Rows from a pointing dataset
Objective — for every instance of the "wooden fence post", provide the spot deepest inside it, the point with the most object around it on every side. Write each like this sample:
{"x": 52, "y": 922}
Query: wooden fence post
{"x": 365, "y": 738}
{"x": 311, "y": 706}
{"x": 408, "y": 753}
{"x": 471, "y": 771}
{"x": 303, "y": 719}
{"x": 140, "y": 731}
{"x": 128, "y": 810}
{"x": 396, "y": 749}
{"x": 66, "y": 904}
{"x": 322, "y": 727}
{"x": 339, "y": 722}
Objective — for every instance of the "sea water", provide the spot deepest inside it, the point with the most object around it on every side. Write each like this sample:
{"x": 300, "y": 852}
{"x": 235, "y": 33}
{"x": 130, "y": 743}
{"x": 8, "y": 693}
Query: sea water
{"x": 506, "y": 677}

• WHAT THE TASK ASKS: Please rewrite the listing above with every "wooden fence post" changed to "timber fence post", leaving everything else as it is.

• OUTPUT FOR THIS EXERCISE:
Objective — for every instance of the "timber fence post", provide the spot deepest inside it, the point with the most object around it on every side. Write each like this sample:
{"x": 52, "y": 922}
Query: timber fence post
{"x": 365, "y": 738}
{"x": 311, "y": 706}
{"x": 408, "y": 753}
{"x": 471, "y": 771}
{"x": 303, "y": 719}
{"x": 140, "y": 731}
{"x": 128, "y": 810}
{"x": 396, "y": 749}
{"x": 66, "y": 904}
{"x": 322, "y": 727}
{"x": 339, "y": 722}
Objective — for every instance of the "sea water", provide the spot deepest inside it, the point with the most object around it on every side. Write each like this sample:
{"x": 300, "y": 852}
{"x": 235, "y": 33}
{"x": 130, "y": 743}
{"x": 8, "y": 693}
Query: sea water
{"x": 506, "y": 677}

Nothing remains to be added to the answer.